____ TEXTO DE ESTUDO

23.11.07

Ressonância

Marquei o exame pra às 18h, mas cheguei lá às 17h porque queria fazer os tais exames de sangue que a ginecologista pediu.
Mas antes, claro, entrei na clínica errada.
- tem certeza que marcou pra hoje?
- sim - respondo meio aérea (meio???)
- não vejo seu nome aqui para este horário
- inclusive, liguei hoje de manhã pra confirmar
- na clínica vilas boas?
- não! na clínica vila rica
- ah! não é aqui não...
Fala sério! Pra que duas clínicas com nome de Vila há menos de 500 metros uma da outra fazendo os mesmos serviços? Ando os tais 500 metros e pego a senha 466 - o guichê chamava a 461. Saí dali e entrei na sala ao lado. Poderia fazer os exames de sangue enquanto espero a ressonância. Pego a senha 27 - eu adoro esse número. Era meu número da chamada na quinta série do Rosário - a professora de francês nos chamava pelo número (como no MacDonald´s!) e como eu consigo me lembrar disso e do primeiro número de telefone da minha avó...
Tem um senhor número 26 sendo atendido. Ele marca o exame de uma terceira pessoa. Espero uns cinco minutos que parecem mil. O ar condicionado está desligado, está abafado. Chega minha vez.
- queria coletar sangue pra esses exames aqui
- hmmm, xô...são quatro horas de jejum
- han, han, estou de jejum
- é convênio?

________
____ DADOS FORNECIDOS

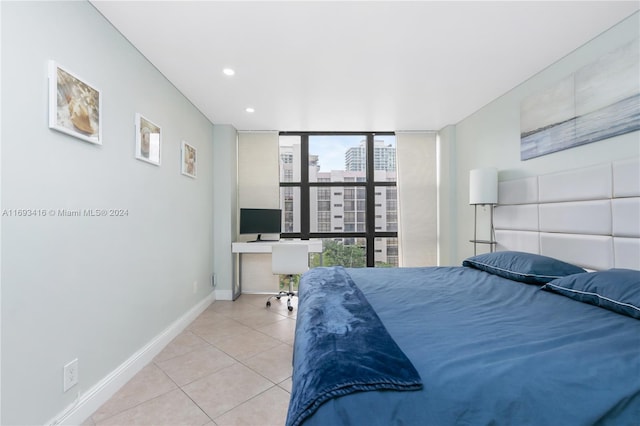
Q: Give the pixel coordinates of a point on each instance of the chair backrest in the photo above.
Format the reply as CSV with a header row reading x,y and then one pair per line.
x,y
289,258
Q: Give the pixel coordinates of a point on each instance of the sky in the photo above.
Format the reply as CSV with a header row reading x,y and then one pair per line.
x,y
331,148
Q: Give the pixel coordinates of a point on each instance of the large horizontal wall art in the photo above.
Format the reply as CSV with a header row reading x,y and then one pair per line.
x,y
74,105
599,101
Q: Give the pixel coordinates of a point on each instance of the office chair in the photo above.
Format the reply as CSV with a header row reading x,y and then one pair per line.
x,y
288,259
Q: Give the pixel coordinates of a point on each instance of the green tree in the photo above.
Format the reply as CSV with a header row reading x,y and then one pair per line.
x,y
336,253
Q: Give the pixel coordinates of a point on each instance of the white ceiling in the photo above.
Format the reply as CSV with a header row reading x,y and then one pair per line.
x,y
358,65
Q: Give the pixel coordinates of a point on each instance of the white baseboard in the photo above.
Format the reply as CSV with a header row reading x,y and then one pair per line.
x,y
88,402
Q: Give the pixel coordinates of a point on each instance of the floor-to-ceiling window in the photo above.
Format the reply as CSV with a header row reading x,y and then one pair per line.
x,y
341,187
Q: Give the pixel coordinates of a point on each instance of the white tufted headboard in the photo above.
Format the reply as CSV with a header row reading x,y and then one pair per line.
x,y
589,217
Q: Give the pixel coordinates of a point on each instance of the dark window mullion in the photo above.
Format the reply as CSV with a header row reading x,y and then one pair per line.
x,y
370,203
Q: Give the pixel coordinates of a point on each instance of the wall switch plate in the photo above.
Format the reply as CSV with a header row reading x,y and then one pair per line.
x,y
70,375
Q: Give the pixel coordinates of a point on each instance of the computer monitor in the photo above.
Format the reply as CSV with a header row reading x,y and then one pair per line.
x,y
260,221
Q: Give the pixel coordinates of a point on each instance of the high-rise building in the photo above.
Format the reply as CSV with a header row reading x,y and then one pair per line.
x,y
343,208
384,157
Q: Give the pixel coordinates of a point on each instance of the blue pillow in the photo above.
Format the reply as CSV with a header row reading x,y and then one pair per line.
x,y
615,289
523,267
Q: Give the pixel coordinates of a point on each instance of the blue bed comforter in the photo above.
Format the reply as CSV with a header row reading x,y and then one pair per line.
x,y
489,351
343,346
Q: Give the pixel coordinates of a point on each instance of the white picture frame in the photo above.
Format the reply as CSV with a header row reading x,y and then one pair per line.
x,y
75,106
189,160
148,140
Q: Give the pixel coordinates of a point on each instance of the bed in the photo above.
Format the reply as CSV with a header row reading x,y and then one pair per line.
x,y
542,332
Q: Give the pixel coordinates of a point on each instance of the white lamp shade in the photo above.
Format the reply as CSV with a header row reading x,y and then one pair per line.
x,y
483,186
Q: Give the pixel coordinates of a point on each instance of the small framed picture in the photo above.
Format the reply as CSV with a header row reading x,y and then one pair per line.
x,y
75,106
188,160
148,140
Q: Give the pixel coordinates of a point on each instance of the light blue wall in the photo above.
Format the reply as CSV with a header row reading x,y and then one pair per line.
x,y
95,288
491,138
225,163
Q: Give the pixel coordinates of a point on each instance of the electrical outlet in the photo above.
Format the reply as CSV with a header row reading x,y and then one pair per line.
x,y
70,375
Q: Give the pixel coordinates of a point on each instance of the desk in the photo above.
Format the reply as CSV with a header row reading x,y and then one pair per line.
x,y
242,247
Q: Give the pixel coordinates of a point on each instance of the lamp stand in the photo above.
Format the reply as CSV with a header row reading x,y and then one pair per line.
x,y
492,238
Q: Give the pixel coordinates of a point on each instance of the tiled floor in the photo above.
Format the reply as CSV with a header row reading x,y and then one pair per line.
x,y
231,366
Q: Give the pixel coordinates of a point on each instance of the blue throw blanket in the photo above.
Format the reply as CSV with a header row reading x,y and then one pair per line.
x,y
343,346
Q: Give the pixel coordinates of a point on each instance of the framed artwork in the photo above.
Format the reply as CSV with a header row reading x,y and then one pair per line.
x,y
148,140
75,106
188,160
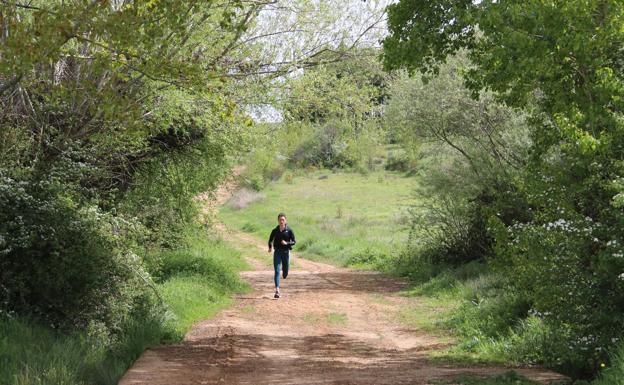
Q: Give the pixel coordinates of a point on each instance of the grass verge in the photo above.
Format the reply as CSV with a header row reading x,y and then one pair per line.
x,y
194,281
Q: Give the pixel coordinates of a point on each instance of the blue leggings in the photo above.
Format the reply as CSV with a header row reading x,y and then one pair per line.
x,y
280,257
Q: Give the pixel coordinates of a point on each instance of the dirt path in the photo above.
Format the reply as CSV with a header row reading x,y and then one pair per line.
x,y
331,326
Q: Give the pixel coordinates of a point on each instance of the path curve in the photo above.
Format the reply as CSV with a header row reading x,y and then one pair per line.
x,y
331,326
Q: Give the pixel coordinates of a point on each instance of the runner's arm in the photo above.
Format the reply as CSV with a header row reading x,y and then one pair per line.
x,y
292,238
271,238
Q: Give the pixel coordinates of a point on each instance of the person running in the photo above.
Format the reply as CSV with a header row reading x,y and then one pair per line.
x,y
282,240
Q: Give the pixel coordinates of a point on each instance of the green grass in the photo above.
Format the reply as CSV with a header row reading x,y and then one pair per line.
x,y
195,281
345,218
509,378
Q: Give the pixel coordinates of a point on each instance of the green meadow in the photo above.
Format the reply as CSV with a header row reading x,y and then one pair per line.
x,y
338,217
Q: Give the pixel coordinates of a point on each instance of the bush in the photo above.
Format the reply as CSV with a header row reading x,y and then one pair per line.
x,y
65,264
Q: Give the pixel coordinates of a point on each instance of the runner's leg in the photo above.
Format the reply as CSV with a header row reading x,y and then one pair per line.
x,y
285,263
277,261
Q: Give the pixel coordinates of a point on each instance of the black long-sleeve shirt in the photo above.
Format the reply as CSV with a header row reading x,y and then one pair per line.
x,y
277,236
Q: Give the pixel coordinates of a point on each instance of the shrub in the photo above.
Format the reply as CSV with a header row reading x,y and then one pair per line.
x,y
65,264
244,197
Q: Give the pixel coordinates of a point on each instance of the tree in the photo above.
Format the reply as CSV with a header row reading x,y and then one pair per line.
x,y
562,62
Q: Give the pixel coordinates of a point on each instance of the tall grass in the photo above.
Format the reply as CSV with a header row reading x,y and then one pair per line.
x,y
194,281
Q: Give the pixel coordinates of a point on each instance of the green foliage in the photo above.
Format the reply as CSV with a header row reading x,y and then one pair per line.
x,y
67,264
196,280
613,373
561,248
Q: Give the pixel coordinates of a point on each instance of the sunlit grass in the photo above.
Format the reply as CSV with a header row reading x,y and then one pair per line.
x,y
342,218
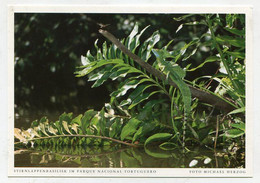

________

REQUISITOS DAS TAREFAS:
1) No texto sobre a ressonância, para que horário o exame estava marcado?
2) Repita, sem alterações, o trecho do texto sobre a ressonância que vai de "Marquei o exame" até "é aqui não...", incluindo este último.
3) Segundo o texto sobre a ressonância, as afirmações abaixo estão corretas? Para cada uma, responda sim ou não e cite as palavras do texto que decidem. (a) Quando a senha 466 foi retirada, o guichê chamava a 461. (b) O ar condicionado estava ligado durante a espera. (c) A chegada à clínica foi às 18h.

RESPOSTAS POR TAREFA:
1) Às 18h.

2)
Marquei o exame pra às 18h, mas cheguei lá às 17h porque queria fazer os tais exames de sangue que a ginecologista pediu.
Mas antes, claro, entrei na clínica errada.
- tem certeza que marcou pra hoje?
- sim - respondo meio aérea (meio???)
- não vejo seu nome aqui para este horário
- inclusive, liguei hoje de manhã pra confirmar
- na clínica vilas boas?
- não! na clínica vila rica
- ah! não é aqui não...

3)
(a) Sim: "pego a senha 466 - o guichê chamava a 461".
(b) Não: "O ar condicionado está desligado, está abafado."
(c) Não: "cheguei lá às 17h".